» **REQUIREMENTS**
Change "serrated green leaf" to "jagged green leaf" in the part that opens with the line containing "Where can the serrated" and closes with the line containing "<point>625,468</point>", and return only those lines with nothing else altered.
## BEGIN RECORD EXTRACTS
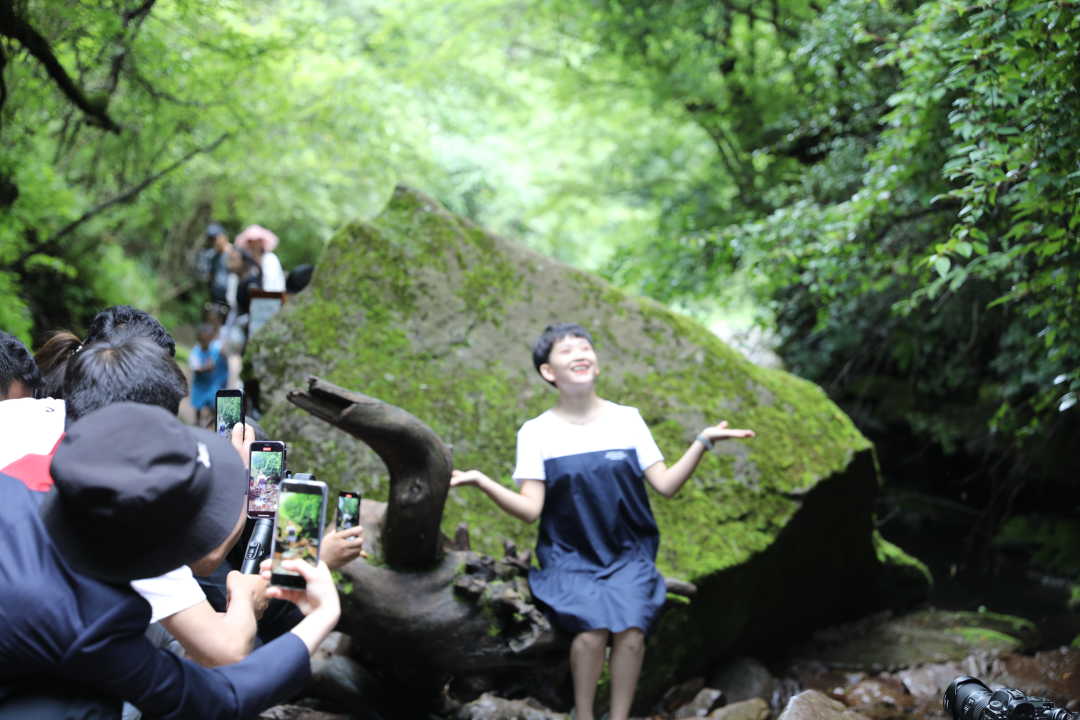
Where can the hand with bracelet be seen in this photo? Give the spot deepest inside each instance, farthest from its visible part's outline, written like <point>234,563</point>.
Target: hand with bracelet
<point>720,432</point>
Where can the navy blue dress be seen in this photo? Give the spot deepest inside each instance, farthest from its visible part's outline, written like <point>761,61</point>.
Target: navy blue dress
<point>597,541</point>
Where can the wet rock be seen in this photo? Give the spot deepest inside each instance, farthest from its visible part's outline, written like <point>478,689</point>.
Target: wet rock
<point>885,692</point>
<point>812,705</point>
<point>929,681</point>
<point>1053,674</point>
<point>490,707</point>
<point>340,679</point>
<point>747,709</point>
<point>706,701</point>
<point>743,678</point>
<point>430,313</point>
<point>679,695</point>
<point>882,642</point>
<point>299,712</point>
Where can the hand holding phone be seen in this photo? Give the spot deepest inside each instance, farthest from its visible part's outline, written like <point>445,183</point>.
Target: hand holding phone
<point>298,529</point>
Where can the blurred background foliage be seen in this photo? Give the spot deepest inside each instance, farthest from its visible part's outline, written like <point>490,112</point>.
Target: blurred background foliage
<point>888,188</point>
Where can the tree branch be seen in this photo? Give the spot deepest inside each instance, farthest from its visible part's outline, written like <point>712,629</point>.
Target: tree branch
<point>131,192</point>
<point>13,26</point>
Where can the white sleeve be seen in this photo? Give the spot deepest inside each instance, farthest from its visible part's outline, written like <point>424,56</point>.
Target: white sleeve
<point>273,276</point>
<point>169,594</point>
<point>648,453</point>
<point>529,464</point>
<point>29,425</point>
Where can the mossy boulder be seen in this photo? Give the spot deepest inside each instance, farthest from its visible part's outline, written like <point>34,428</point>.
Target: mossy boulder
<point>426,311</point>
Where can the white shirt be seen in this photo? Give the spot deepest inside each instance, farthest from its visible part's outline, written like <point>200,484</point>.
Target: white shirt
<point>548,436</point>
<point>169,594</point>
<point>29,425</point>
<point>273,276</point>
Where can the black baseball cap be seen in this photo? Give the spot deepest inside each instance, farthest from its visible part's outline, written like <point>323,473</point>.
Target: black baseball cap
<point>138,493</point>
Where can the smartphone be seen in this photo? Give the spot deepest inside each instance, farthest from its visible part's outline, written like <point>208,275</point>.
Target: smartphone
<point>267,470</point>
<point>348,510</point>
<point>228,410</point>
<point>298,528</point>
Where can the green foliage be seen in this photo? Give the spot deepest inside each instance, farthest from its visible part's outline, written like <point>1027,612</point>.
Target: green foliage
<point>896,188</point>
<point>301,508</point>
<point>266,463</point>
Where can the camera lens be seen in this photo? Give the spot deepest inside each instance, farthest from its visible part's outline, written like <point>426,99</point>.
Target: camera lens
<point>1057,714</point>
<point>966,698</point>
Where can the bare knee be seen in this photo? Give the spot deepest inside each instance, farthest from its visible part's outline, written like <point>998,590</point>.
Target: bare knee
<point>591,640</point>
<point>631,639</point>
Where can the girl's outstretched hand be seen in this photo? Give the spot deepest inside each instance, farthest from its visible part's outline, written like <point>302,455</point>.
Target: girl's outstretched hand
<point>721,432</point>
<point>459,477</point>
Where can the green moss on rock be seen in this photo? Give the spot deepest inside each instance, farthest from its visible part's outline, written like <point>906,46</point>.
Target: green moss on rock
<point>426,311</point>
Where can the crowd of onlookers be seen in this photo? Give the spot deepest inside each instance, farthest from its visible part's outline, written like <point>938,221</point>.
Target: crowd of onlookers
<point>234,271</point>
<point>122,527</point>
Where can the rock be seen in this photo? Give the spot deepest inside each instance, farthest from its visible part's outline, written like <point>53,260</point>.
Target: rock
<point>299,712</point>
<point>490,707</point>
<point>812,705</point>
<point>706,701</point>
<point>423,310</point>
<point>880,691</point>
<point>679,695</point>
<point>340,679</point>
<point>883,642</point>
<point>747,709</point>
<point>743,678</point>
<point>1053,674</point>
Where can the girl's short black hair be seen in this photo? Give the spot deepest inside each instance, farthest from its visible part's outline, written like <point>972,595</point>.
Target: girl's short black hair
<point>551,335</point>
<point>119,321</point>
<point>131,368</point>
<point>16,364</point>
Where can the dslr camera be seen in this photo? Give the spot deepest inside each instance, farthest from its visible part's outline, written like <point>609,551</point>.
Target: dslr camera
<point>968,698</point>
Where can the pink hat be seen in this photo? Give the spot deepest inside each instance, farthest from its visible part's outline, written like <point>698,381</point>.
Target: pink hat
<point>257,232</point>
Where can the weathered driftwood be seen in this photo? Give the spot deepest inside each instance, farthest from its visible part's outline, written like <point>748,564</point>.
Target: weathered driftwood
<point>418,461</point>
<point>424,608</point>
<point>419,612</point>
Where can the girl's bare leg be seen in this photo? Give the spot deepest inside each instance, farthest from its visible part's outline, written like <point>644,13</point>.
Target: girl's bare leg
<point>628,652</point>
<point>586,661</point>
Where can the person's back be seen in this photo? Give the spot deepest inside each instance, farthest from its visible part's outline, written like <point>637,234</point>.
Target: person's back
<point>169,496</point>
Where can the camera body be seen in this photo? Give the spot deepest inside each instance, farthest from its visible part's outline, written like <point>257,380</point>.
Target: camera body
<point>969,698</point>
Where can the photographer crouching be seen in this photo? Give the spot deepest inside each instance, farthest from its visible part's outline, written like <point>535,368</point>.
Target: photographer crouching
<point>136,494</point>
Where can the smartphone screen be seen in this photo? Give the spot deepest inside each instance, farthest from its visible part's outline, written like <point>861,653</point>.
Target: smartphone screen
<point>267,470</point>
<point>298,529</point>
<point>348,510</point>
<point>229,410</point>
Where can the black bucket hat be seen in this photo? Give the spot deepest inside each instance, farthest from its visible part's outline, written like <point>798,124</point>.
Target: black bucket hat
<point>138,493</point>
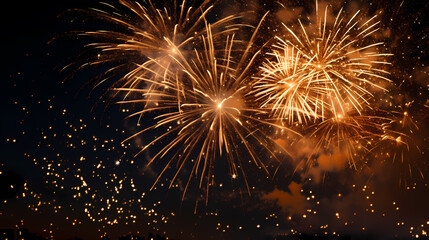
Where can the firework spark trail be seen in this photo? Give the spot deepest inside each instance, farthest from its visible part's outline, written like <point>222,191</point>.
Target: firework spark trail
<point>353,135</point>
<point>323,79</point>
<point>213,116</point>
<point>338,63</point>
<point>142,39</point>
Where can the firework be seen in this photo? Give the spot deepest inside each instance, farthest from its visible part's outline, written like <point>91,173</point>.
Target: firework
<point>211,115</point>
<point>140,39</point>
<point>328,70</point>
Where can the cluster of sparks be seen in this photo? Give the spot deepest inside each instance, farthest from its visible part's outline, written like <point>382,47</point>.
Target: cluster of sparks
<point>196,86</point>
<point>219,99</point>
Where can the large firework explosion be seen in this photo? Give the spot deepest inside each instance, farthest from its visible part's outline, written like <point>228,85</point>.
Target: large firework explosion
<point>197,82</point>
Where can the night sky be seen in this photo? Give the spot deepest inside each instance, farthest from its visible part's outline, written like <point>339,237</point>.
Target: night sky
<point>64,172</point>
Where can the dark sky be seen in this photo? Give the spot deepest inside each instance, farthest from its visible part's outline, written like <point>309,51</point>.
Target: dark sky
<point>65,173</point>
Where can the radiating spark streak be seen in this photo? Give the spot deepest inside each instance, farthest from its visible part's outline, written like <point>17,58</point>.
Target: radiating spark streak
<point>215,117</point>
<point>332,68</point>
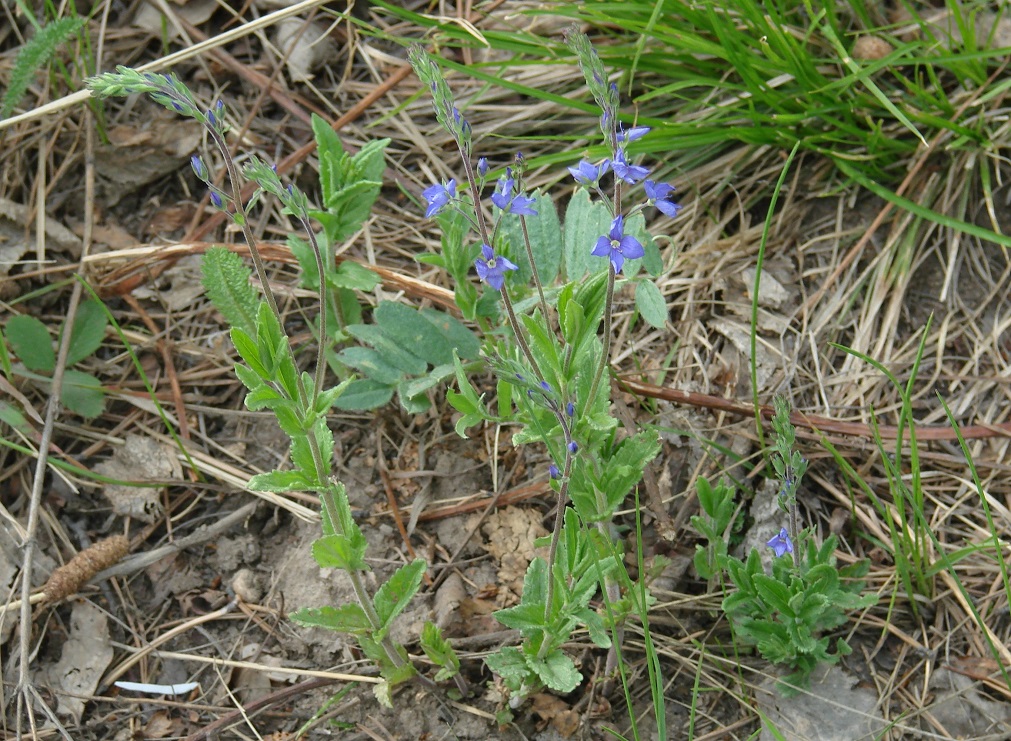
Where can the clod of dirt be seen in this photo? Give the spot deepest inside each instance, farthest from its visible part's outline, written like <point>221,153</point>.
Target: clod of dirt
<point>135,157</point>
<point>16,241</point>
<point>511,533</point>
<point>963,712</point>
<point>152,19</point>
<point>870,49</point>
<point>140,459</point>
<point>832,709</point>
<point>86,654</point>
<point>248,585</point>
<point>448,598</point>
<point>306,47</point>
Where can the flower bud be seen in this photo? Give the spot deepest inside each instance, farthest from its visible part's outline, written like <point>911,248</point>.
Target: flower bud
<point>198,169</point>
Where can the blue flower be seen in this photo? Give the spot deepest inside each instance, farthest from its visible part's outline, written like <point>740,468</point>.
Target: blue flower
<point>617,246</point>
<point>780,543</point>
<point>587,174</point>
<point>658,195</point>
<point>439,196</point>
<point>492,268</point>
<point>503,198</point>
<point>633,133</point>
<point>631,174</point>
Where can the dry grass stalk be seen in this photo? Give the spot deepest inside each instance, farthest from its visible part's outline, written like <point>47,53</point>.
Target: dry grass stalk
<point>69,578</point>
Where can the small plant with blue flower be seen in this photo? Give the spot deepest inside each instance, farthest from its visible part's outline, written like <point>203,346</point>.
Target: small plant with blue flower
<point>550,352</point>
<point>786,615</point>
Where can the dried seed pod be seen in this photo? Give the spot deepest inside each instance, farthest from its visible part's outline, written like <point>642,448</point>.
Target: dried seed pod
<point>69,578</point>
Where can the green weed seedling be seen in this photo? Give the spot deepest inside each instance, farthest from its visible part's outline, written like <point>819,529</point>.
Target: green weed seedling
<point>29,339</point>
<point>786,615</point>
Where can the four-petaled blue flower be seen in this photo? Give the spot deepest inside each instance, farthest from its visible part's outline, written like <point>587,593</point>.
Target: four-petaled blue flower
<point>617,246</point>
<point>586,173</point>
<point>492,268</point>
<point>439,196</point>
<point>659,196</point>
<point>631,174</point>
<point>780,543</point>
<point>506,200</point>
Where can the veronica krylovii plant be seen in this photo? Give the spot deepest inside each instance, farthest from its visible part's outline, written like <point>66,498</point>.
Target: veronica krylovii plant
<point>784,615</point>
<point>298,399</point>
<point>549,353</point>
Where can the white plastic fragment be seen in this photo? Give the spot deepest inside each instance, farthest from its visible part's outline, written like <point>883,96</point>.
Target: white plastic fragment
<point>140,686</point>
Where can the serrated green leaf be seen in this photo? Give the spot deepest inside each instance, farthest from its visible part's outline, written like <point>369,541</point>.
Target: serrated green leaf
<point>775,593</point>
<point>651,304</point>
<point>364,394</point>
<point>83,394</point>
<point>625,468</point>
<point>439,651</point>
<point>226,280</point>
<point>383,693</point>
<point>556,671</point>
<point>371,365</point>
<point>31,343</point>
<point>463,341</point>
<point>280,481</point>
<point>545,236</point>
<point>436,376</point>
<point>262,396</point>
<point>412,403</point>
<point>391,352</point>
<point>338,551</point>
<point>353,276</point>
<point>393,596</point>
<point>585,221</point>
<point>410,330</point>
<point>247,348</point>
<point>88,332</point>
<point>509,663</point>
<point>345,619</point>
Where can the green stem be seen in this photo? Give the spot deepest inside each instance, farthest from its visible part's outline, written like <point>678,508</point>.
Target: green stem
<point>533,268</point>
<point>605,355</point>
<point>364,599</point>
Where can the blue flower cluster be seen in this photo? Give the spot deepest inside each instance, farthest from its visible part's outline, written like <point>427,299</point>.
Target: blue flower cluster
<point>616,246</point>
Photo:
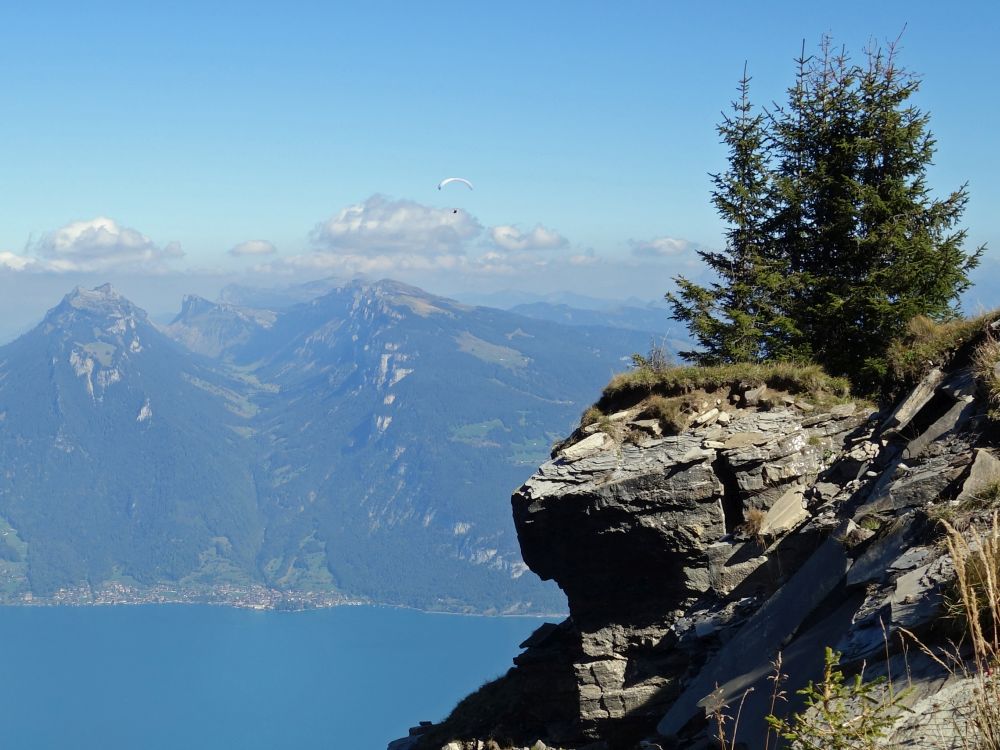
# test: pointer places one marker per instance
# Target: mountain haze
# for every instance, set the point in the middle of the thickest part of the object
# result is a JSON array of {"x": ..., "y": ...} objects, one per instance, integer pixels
## END RECORD EXTRACTS
» **SOLUTION FOR THIS PROBLEM**
Where can the jagged green leaf be seen in this photo? Give the spot deepest inside each instance, farthest from its visible part's outline, written like <point>369,541</point>.
Target: jagged green leaf
<point>775,593</point>
<point>651,304</point>
<point>364,394</point>
<point>83,394</point>
<point>625,468</point>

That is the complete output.